◆ COMPITI DA SVOLGERE
a - Rispondi a queste domande sull'articolo sul Guatemala:
(i) Da quale data Arévalo dovrebbe assumere la presidenza?
(ii) In che anno il Movimiento Semilla si è registrato come partito politico?
(iii) Quale movimento di Thelma Cabrera è stato escluso prima delle presidenziali?
b - Trascrivi fedelmente un passo dell'articolo sul Guatemala. Inizia dalle parole "Foto: https://italiano.prensa-latina.cu/" e fermati dopo "scorso 20 agosto.".

◆ ESTRATTO DEL TESTO
______________________________

Oligarchia, destra l’apparato corrotto dello stato stanno cercando di condurre a termine un colpo di stato per estromettere Bernardo Arévalo, vincitore delle elezioni dello scorso 20 agosto, di assumere la presidenza del paese a partire dal 14 gennaio 2024.

 

Foto: https://italiano.prensa-latina.cu/

Dall’inizio di ottobre, in Guatemala, società civile, comunità indigene e organizzazioni popolari stanno protestando contro il tentativo di sospendere la personalità giuridica del Movimiento Semilla, il cui rappresentante, Bernardo Arévalo, ha vinto le elezioni presidenziali dello scorso 20 agosto.

Arévalo dovrebbe entrare in carica il prossimo 14 gennaio, ma la procuratrice generale, Consuelo Porras, continua a mettere in discussione la raccolta firme che, nel 2019, ha permesso al Movimiento Semilla di registrarsi come partito politico, adducendo presunte irregolarità. Lo scopo è creare le condizioni per un colpo di stato elettorale affinché il paese non abbia un presidente progressista. A temere el cambio e a tramare per impedire la presidenza Arévalo sono le oligarchie, gli apparati criminali e tutta quella casta politica che si è sempre mantenuta in sella grazie ad un sistema clientelare e corrotto, a partire dai cosidetti Ciacs – Cuerpos ilegales y aparatos clandestinos de seguridad.

Se ad Arèvalo sarà impedito di assumere la presidenza, a trionfare sarà, ancora una volta, quel Pacto de Corruptos che trae linfa dall’assenza di una vera e propria democrazia in un paese dove formalmente si tengono le elezioni, ma a comandare sono i soliti noti. A farne le spese, prima delle presidenziali, è stato il Movimiento para la Liberación de los Pueblos di Thelma Cabrera che, se non fosse stato escluso in maniera discutibile, avrebbe probabilmente vinto le elezioni.

In Guatemala, la distanza tra la società civile e i partiti politici tradizionali è tale che il Pacto de Corruptos era sicuro che Arévalo e il suo Movimiento Semilla non avrebbero creato alcun problema, forti anche delle ridotte capacità finanziarie e consci che sarebbero bastati i soliti finanziamenti elettorali illeciti ed un forte sistema di cooptazione per estrometterlo rapidamente dalla corsa alla presidenza.

______________________________

◆ DATI RACCOLTI
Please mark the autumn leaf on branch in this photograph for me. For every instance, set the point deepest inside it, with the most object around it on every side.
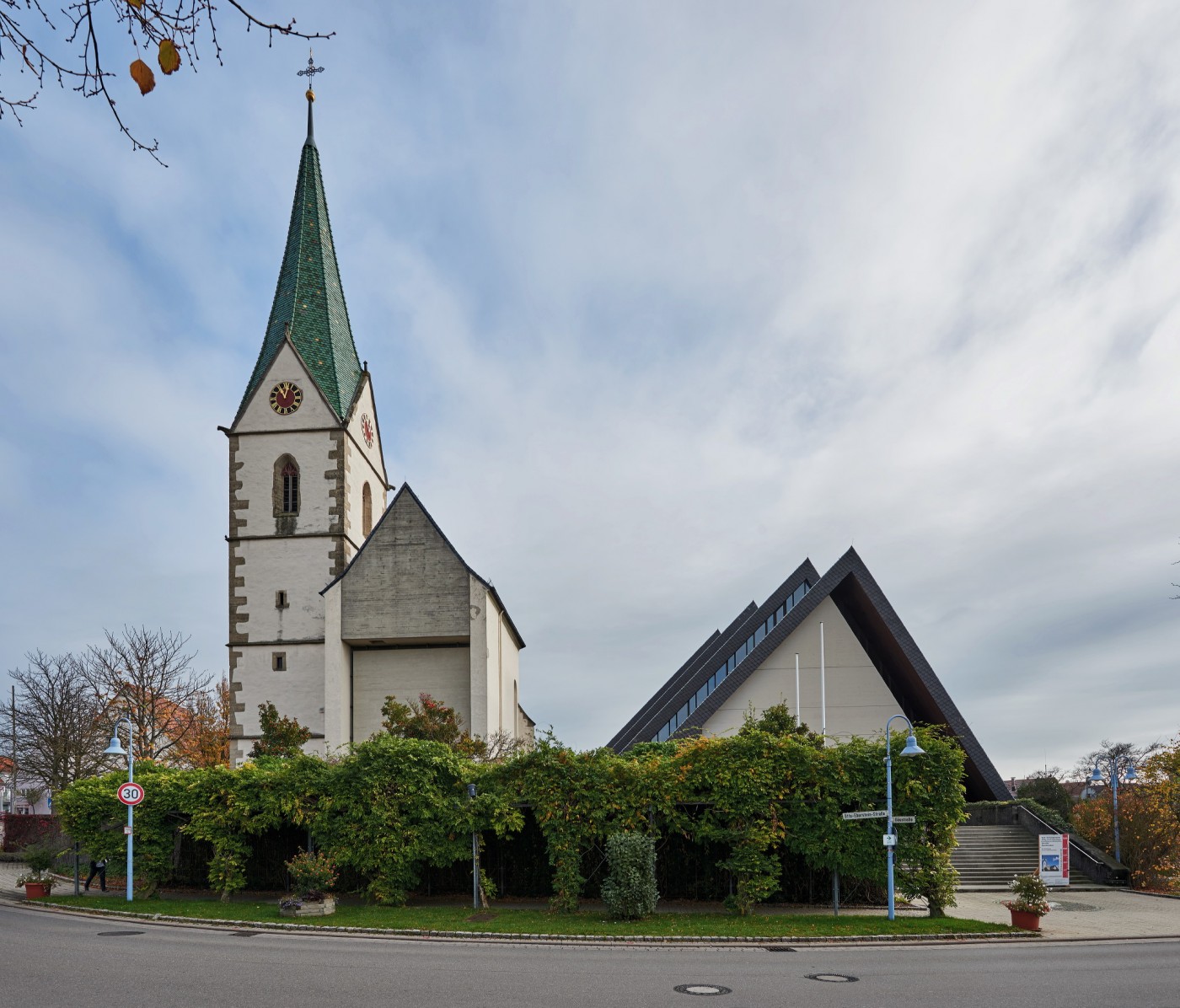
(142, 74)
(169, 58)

______________________________

◆ RISPOSTE AI COMPITI
a -
(i) Dal 14 gennaio 2024.
(ii) Nel 2019.
(iii) Il Movimiento para la Liberación de los Pueblos.

b -
Foto: https://italiano.prensa-latina.cu/

Dall’inizio di ottobre, in Guatemala, società civile, comunità indigene e organizzazioni popolari stanno protestando contro il tentativo di sospendere la personalità giuridica del Movimiento Semilla, il cui rappresentante, Bernardo Arévalo, ha vinto le elezioni presidenziali dello scorso 20 agosto.